## EXTRACTED MATERIAL
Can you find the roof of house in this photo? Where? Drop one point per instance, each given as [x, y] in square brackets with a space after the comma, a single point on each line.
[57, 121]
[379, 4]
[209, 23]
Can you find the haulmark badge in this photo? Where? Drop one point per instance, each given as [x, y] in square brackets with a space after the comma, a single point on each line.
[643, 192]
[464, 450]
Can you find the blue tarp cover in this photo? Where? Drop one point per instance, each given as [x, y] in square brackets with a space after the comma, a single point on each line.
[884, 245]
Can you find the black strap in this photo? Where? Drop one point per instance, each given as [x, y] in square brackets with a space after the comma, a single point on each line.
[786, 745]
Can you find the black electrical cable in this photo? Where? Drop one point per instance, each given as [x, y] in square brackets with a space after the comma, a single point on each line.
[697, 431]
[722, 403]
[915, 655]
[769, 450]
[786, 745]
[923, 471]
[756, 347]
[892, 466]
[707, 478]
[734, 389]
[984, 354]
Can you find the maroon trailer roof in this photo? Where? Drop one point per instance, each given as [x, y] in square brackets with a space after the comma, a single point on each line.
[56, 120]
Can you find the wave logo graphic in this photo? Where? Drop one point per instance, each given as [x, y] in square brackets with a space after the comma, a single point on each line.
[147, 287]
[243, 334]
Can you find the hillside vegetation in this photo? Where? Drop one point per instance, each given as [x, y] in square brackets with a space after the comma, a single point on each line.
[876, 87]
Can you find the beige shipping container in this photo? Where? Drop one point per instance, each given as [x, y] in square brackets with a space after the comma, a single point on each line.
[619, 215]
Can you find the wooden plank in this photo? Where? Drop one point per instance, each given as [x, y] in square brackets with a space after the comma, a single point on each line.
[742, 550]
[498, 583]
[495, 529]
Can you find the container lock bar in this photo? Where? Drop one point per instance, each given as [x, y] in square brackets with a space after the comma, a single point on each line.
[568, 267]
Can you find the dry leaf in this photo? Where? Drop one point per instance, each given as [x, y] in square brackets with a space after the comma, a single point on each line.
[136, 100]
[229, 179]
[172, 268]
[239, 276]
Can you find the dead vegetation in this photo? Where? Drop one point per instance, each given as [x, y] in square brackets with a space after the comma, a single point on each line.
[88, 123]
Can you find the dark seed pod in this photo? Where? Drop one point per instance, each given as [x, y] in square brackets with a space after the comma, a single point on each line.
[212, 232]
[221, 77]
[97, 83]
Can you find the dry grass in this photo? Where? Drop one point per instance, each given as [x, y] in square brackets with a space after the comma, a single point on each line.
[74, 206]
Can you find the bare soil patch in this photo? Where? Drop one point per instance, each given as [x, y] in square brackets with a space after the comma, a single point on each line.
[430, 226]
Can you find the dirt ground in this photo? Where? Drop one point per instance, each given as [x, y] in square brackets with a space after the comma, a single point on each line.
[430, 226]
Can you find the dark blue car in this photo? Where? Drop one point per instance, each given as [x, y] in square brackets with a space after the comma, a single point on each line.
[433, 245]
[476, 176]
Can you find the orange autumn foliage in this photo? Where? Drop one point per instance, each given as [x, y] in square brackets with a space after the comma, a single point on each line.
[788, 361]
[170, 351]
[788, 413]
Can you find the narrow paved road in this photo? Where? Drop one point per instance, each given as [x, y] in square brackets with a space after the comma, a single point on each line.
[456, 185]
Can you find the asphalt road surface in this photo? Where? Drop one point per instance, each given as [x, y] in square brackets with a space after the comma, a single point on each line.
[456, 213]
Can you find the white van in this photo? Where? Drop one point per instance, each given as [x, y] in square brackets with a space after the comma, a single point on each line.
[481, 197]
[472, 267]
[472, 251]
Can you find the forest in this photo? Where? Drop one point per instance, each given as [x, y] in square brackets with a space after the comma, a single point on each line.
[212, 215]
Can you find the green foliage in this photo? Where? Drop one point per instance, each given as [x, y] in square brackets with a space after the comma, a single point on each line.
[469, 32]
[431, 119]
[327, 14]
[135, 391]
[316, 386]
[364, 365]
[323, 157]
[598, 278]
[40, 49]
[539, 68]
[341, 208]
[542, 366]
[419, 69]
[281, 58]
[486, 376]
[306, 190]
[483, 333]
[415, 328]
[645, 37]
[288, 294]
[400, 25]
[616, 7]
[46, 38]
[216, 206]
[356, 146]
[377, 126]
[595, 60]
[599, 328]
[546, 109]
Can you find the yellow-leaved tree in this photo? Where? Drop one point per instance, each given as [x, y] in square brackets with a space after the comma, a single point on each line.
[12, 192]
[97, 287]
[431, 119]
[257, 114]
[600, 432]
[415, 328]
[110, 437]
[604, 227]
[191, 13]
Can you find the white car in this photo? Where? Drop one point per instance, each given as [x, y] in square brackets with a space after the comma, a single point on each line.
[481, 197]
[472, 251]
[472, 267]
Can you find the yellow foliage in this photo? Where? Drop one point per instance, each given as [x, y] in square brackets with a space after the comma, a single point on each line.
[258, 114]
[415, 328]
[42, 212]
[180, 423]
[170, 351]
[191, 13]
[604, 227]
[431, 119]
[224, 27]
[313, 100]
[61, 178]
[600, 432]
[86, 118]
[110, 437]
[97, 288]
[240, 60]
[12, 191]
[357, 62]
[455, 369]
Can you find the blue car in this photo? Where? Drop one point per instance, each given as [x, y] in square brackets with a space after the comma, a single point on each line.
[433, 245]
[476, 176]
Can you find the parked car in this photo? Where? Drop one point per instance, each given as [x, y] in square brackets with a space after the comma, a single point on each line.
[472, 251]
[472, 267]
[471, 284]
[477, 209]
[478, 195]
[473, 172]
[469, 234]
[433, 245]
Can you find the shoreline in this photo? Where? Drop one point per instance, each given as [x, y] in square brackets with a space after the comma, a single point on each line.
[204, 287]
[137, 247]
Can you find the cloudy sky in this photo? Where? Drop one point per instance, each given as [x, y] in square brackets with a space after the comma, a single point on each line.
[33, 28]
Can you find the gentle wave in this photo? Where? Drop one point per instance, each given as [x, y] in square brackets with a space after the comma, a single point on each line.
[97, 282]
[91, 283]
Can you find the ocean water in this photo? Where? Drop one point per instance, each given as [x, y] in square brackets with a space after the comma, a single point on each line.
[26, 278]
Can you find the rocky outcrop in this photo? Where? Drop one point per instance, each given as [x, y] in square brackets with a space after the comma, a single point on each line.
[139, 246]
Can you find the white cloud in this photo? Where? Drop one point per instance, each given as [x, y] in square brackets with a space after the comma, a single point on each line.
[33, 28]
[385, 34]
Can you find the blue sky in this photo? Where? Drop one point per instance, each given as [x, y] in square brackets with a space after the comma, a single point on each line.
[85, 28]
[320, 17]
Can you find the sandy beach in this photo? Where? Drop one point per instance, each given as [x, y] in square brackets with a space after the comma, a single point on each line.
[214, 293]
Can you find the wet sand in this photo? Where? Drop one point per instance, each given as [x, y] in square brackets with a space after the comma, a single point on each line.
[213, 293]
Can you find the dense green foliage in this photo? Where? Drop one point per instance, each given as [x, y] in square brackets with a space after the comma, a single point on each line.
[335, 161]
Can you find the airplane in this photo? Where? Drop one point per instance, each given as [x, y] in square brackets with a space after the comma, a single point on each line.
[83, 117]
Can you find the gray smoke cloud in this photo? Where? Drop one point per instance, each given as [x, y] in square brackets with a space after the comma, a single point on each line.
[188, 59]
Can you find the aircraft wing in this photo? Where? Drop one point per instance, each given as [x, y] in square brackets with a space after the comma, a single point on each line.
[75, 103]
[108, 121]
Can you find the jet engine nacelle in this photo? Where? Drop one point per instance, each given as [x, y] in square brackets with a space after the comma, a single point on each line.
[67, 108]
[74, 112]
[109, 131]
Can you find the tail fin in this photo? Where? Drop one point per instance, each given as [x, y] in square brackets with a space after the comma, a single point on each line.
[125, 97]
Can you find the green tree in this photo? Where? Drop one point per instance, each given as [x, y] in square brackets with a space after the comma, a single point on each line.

## ASSIGNED TASK
Starting at the line that holds "Can you find the dense", retype each line exactly through the end of the entries, both ends included.

## ANSWER TO THIS PROBLEM
Can you find the dense green foliage in this photo? Where? Drop one point per instance, each given as [x, y] in square brackets with a space after the comma, a single point on each line.
[335, 161]
Can you find the airplane in this photo? Where? Drop one point per instance, each given as [x, y] in square brackets with a space after the comma, a single point on each line.
[83, 117]
Can you find the gray smoke cloud in this photo? Where? Drop one point per instance, each given as [x, y] in square brackets with a space after the comma, a single point on each line.
[188, 59]
Can you find the aircraft wing in this photo? Where? Drop one point per instance, each given as [x, y] in square brackets with a space after the comma, a single point on each line.
[75, 103]
[108, 121]
Can you find the jet engine nacelle in this photo? Where? Drop one point per instance, each given as [x, y] in square brackets with a space after the comma, a single point on each line.
[67, 108]
[74, 112]
[109, 131]
Can you find the tail fin in this photo? Where? Drop one point per instance, each given as [x, y] in square brackets with a space after the comma, a single point on each line.
[125, 97]
Can you find the green tree in this photo? Where? Drop one point per instance, each given as [x, y] in square brackets with a space after the comma, a single point on each line.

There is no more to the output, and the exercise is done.